* _What is asked_: Convert the stretch of the records from the line containing "Given the photo above, point to the license" through the end of the records into a JSON list of strings, one string per line, leaving out any blank lines.

* _Information supplied_:
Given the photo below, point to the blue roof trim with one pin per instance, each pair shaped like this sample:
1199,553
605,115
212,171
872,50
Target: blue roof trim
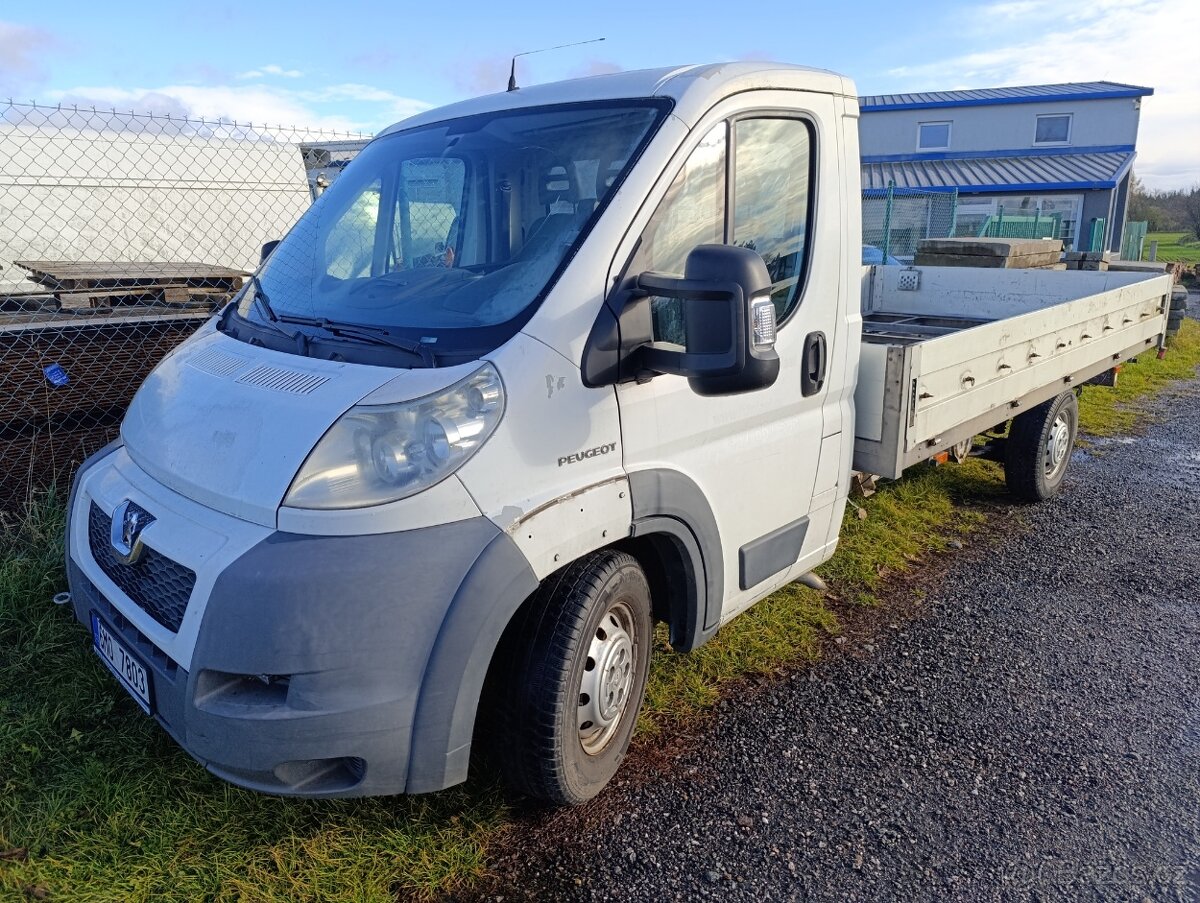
1057,172
1000,154
994,96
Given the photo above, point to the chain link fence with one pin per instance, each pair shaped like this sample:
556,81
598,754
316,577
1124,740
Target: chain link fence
120,233
895,220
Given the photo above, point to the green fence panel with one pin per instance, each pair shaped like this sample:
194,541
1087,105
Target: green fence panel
895,220
1134,240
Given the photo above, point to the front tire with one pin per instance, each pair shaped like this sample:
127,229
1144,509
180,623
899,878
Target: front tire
1039,446
570,676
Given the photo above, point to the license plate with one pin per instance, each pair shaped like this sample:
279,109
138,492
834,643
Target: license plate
131,673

* _Finished task_:
[
  "Given the photo above, point to the license plate with one pin per instance, each pair shaped like this sample:",
  "279,109",
  "138,492",
  "834,643",
  "Target: license plate",
  "131,673"
]